_Exercise tasks_
**1)** Rewrite the paragraph of the FSHD passage that begins "FSHD may also be characterized by Weakness and atrophy of other muscles" as a brief bulleted list that keeps its main facts.
**2)** Transcribe the FSHD passage word for word, starting at "Those with the" and ending at "an affected child.".
**3)** Answer these questions from the FSHD passage:
(a) What percentage of those affected have FSHD1?
(b) In approximately what share of those affected may disease progression lead to severe weakness that requires a wheelchair or other mobility equipment?
(c) What may upper facial weakness prevent during sleep?

_Given passage_
☆ ☆ ☆ ☆ ☆

FSHD may initially involve Weakness of muscles of the face, shoulder girdle and arms. Facial Weakness may result in limited movements of the lips, causing difficulties whistling, using a straw, or puckering the lips. Affected individuals may also develop a distinctive “mask-like” facial appearance. Upper facial Weakness may also lead to an inability to completely close the eyes during sleep.
FSHD is also typically associated with weakening and atrophy of muscles of the neck and shoulder blades and muscles at the front and back of the upper arms (biceps and triceps brachii muscles). With disease progression, there is a decrease in the ability to lift the arms due to Weakness of muscles stabilizing the shoulder blades; and “scapular winging,” one of the most common initial finding, characterized by abnormal prominence of the borders of the shoulder blades. This finding tends to become more obvious when affected individuals attempt to raise their arms to the side (laterally). In addition, when viewed from the front, the collarbones (clavicles) may appear to sag. Some affected individuals may also develop wrist drop or downward flexion of the wrist due to Weakness of certain muscles of the fingers and hands.
FSHD may also be characterized by Weakness and atrophy of other muscles, including abdominal wall, hip, and thigh muscles. Involvement of the muscle that rotates and moves the thigh outward (gluteus medius) may cause affected individuals to sway or lurch toward the affected side while walking (Trendelenburg gait). There may also be Weakness of muscles of the lower legs and feet. Such involvement may lead to a condition known as footdrop, which is characterized by an impaired ability to flex or bend the foot upward. In some affected individuals, involvement of certain muscles may result in unusually pronounced inward curvature of the lower region of the spine (lordosis) or abnormal front-to-back and sideways spinal curvature (kyphoscoliosis).
For unknown reasons, in most individuals with FSHD, the degree of Muscle Weakness may differ from one side of the body to the other (asymmetrical).
Those with the disorder may have relatively slow or moderate progression of Muscle Weakness or, in some cases, apparently non-progressive involvement of certain muscles. However, evidence suggests that the disease course is most frequently characterized by slow progression with short periods of rapid muscle deterioration. Associated Muscle Weakness may result in minimal disability or, in other people, lead to difficulties speaking; abnormalities in the manner of walking (gait disturbances); and/or an impaired ability to perform certain activities of daily living. In approximately 20% of those affected, disease progression may lead to severe Muscle Weakness that necessitates the use of a wheelchair or other mobility equipment. Families have been described in which disease manifestations ranged from minor facial Weakness in a parent to severe infantile onset in an affected child.
In some individuals with FSHD, particularly those with early onset, the disorder may also be associated with hearing impairment and/or abnormalities of blood vessels within the nerve-rich, innermost membrane of the eye (retinal vasculopathy) that may, in rare cases, lead to visual impairment.
Two types of FSHD have been described, FSHD1 (95% of those affected) and FSHD2 (5% of those affected). FSHD1 and FSHD2 have the same signs and symptoms but different genetic causes.

☆ ☆ ☆ ☆ ☆

_Dataset extract_
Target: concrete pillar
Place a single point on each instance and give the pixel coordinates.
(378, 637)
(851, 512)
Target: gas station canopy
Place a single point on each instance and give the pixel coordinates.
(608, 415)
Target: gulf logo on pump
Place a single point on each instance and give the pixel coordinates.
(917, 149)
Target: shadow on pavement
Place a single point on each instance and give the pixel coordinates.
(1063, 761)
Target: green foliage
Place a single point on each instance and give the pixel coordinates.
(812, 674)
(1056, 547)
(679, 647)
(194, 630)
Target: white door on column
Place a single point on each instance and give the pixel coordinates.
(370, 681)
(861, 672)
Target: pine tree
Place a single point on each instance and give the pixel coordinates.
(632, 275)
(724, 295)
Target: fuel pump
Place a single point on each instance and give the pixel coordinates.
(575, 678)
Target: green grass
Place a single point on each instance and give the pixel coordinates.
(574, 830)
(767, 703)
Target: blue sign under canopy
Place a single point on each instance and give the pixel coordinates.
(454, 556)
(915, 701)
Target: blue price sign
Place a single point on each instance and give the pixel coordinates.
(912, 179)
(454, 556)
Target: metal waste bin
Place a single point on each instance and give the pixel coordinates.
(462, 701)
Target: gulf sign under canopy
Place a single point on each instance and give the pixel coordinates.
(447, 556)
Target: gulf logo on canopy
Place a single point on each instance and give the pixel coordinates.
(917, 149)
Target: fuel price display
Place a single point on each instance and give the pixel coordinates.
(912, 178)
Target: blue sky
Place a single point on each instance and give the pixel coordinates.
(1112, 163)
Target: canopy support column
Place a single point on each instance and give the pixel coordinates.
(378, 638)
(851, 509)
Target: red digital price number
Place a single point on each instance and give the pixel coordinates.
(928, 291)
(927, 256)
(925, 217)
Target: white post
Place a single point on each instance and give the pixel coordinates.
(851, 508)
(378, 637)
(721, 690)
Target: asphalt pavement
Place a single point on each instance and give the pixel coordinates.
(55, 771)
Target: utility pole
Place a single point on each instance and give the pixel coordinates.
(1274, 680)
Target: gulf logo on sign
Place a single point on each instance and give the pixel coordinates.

☆ ☆ ☆ ☆ ☆

_Task answers_
**1)**
- Weakness and atrophy may affect other muscles, including those of the abdominal wall, hip, and thigh.
- Involvement of the gluteus medius, which rotates and moves the thigh outward, may cause swaying or lurching toward the affected side while walking (Trendelenburg gait).
- Muscles of the lower legs and feet may be weak, which can lead to footdrop, an impaired ability to flex the foot upward.
- In some individuals, involvement of certain muscles may cause pronounced inward curvature of the lower spine (lordosis) or abnormal front-to-back and sideways spinal curvature (kyphoscoliosis).

**2)**
Those with the disorder may have relatively slow or moderate progression of Muscle Weakness or, in some cases, apparently non-progressive involvement of certain muscles. However, evidence suggests that the disease course is most frequently characterized by slow progression with short periods of rapid muscle deterioration. Associated Muscle Weakness may result in minimal disability or, in other people, lead to difficulties speaking; abnormalities in the manner of walking (gait disturbances); and/or an impaired ability to perform certain activities of daily living. In approximately 20% of those affected, disease progression may lead to severe Muscle Weakness that necessitates the use of a wheelchair or other mobility equipment. Families have been described in which disease manifestations ranged from minor facial Weakness in a parent to severe infantile onset in an affected child.

**3)**
(a) 95%
(b) Approximately 20%
(c) Completely closing the eyes